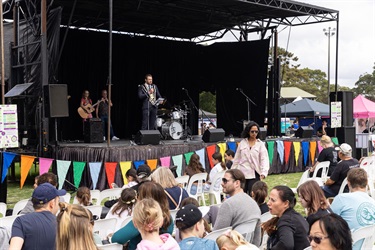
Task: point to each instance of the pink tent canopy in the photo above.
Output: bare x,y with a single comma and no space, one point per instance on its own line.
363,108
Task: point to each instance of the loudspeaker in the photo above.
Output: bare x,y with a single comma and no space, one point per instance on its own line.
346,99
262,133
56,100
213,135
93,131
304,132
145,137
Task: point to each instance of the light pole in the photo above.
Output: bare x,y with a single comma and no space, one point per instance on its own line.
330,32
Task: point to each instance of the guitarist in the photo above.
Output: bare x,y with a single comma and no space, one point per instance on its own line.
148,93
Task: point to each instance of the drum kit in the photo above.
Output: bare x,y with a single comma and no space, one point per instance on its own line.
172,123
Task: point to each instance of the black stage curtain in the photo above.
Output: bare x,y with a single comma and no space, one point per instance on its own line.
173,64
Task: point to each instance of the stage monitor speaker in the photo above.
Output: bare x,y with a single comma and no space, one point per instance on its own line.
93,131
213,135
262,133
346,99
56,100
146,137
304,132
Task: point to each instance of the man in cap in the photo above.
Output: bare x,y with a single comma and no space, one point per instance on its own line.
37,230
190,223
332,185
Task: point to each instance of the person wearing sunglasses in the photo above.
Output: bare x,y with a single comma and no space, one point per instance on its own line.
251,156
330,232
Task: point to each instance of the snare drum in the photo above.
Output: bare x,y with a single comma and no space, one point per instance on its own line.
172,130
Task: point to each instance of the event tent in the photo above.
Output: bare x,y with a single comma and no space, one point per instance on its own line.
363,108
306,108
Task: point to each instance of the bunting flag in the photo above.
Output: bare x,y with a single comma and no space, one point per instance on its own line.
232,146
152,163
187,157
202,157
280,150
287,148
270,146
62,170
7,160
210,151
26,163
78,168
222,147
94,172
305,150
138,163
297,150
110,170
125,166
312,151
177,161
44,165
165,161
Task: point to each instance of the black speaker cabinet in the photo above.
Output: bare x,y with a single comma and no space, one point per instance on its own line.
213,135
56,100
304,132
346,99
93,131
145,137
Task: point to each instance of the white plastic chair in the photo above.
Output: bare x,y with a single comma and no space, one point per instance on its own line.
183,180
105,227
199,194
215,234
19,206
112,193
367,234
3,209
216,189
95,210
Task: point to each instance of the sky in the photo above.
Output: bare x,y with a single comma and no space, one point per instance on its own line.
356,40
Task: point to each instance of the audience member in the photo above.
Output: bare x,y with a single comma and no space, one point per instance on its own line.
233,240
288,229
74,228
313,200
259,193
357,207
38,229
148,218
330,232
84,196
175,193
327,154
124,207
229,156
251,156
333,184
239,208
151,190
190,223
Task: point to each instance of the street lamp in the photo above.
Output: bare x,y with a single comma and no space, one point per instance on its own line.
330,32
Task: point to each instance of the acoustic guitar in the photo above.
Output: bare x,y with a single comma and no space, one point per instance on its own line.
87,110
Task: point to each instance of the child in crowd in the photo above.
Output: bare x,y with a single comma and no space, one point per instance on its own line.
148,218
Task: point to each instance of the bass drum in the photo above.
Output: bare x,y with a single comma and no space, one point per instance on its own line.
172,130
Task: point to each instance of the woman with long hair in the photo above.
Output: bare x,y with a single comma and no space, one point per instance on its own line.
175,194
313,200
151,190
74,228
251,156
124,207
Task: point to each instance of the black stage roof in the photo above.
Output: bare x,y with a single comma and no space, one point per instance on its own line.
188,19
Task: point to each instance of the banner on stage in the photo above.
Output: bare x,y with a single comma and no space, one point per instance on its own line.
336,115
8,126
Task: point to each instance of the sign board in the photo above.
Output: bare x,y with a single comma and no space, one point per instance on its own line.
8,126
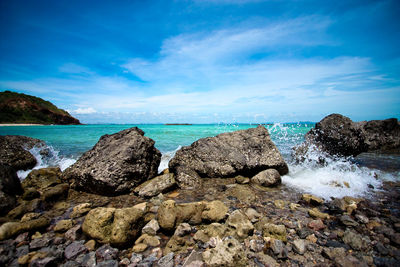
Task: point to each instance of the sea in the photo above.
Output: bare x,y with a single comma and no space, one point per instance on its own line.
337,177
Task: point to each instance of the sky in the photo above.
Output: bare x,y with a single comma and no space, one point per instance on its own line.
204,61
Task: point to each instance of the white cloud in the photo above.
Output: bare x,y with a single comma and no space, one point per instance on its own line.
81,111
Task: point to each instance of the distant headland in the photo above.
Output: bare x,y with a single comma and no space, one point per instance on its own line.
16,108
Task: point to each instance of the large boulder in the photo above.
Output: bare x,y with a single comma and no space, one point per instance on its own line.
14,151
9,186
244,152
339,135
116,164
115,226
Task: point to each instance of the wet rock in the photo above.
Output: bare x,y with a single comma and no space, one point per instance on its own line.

TO DO: Please transcribe, word for word, every line from the first line of the records above through the line containing "Task: point to each instance of the bunting", and leave out any pictures.

YOUR SOLUTION:
Task: point to each instance of the pink tent canopy in the photo above.
Output: bare x,y with a single comma and no space, one point per instance on its own line.
363,108
Task: point to each instance of the loudspeaker in the photo above.
Output: bare x,y with a single comma and no space, one point per instance on its own line.
346,99
262,133
56,100
213,135
93,131
304,132
145,137
Task: point to each instance of the light pole in the photo above.
Output: bare x,y with a single comma and no space, one point per instance on its own line.
330,32
Task: point to each instance of the guitarist in the photo above.
Output: bare x,y with a single comma and no space, one point per instance on its own line.
148,93
Task: point to each instance of the drum kit in the photo above.
Output: bare x,y with a single comma and no space, one point per instance on its own line.
172,123
Task: point to each instance of the black stage curtain in the photo above.
Output: bare x,y with a single comma and no space, one point per instance on its own line.
173,64
Task: point to each instance of the stage monitor speaker in the photo above.
Output: bare x,y with a single comma and no space, one point per instance on its own line.
93,131
213,135
262,133
346,99
56,100
146,137
304,132
Task: point to each instance of the man in cap in the photo above.
Output: bare x,y with a single comma and no space, one point per instance on its own line.
37,230
190,223
332,185
Task: point to each instance of the person wearing sunglasses in the photo above.
Output: bare x,y with a single comma and no space, one point per instance on its own line.
251,156
330,232
Task: point to each instance of the snare drum in the photo above.
Output: bare x,y with a single comma and no space, one point per instance on its own line.
172,130
Task: point to each instance of the event tent in the photo above.
Output: bare x,y with a single comma and no space, one point per instance on its own line.
363,108
306,108
Task: point to each instance of the bunting flag in the photo above.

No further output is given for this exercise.